#### [Description of the task]
Reproduce the items from the line containing "Put a marker on each instance of the jackal's paw" through the line containing "[(301, 259)]", both ends included, changing every "tuple" to "pair" and keeping all else the same.

[Pointing dataset excerpts]
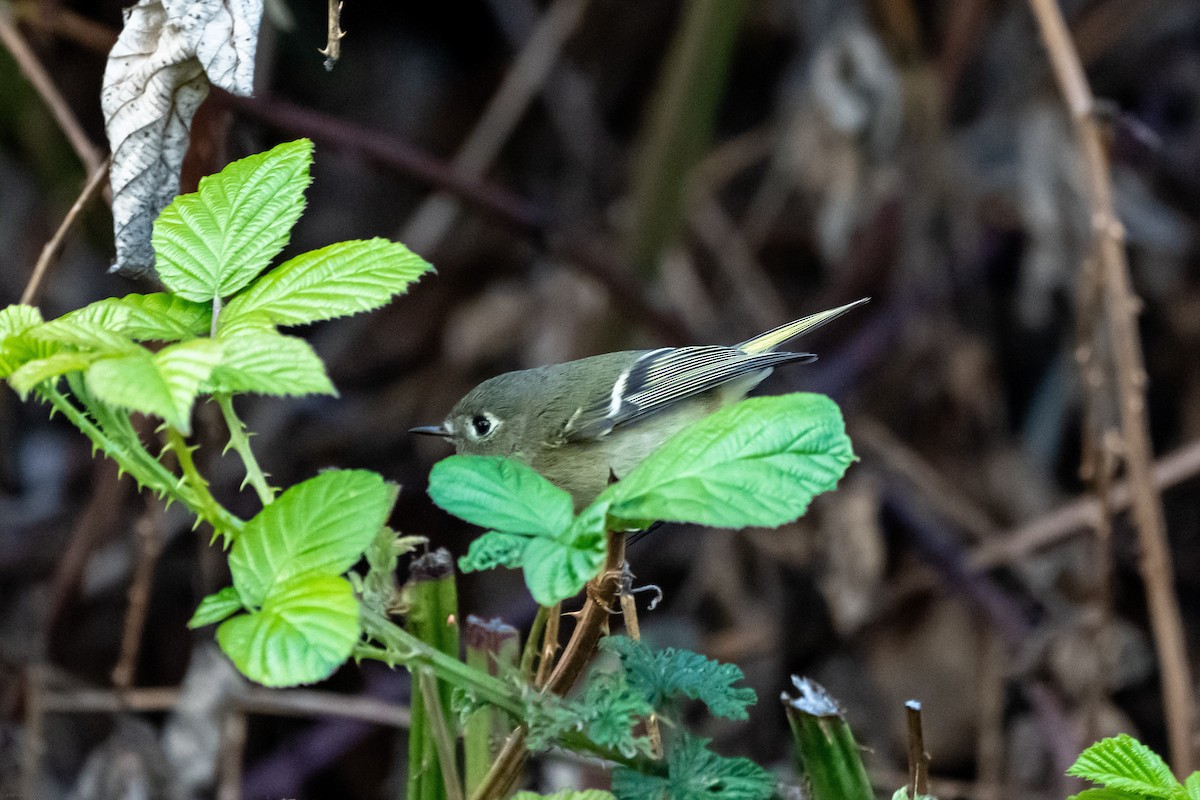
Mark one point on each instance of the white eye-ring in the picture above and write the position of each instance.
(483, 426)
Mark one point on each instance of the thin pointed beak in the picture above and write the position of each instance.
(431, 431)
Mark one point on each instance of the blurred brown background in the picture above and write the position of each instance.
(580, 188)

==

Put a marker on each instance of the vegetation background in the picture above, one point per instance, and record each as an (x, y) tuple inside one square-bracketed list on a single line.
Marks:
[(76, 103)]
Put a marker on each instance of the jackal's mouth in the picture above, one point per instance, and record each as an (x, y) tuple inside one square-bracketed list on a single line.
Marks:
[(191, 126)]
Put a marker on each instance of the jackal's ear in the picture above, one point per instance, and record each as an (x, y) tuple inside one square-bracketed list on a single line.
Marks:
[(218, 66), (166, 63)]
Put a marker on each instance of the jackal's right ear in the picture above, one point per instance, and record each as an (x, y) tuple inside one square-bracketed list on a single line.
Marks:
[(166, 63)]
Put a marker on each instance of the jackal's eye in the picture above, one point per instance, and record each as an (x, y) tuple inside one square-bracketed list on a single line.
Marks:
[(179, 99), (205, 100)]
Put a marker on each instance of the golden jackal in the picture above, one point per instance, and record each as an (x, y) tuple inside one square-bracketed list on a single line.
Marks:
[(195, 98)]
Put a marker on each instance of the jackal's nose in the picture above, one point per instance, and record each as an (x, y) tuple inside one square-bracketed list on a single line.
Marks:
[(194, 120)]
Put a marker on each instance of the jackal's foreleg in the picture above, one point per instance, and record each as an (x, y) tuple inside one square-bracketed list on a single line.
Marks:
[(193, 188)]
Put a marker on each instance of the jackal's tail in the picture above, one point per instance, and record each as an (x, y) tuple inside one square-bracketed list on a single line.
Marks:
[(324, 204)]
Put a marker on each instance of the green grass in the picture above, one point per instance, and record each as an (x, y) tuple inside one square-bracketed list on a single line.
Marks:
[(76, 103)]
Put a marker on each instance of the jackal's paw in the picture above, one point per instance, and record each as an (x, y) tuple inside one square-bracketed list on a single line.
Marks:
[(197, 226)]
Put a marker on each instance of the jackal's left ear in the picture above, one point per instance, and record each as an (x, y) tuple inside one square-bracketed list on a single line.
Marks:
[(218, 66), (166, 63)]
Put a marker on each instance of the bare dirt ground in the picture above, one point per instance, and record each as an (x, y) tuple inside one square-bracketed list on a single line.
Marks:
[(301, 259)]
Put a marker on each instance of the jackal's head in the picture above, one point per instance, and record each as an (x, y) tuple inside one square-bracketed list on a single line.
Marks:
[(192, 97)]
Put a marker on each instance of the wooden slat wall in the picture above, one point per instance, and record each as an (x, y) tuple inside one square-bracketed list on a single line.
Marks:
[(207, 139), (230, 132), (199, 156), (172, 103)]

#### [Solution to this task]
Put a marker on each instance of the jackal's paw in the picture above, one point per instance, and record each as an (x, y) pair inside one square-bracketed list on a single line.
Marks:
[(197, 226)]
Put a marker on each instance of the jackal's left ear in the picture above, one point per instance, and record each as an (x, y) pair inside one square-bracketed list on a single line.
Marks:
[(218, 66), (166, 63)]
Put a marker on each instance of the bare dirt ground in the picture above, one point per instance, and record each as an (x, y) pair inside one square-bracketed list on a single line.
Marks:
[(301, 259)]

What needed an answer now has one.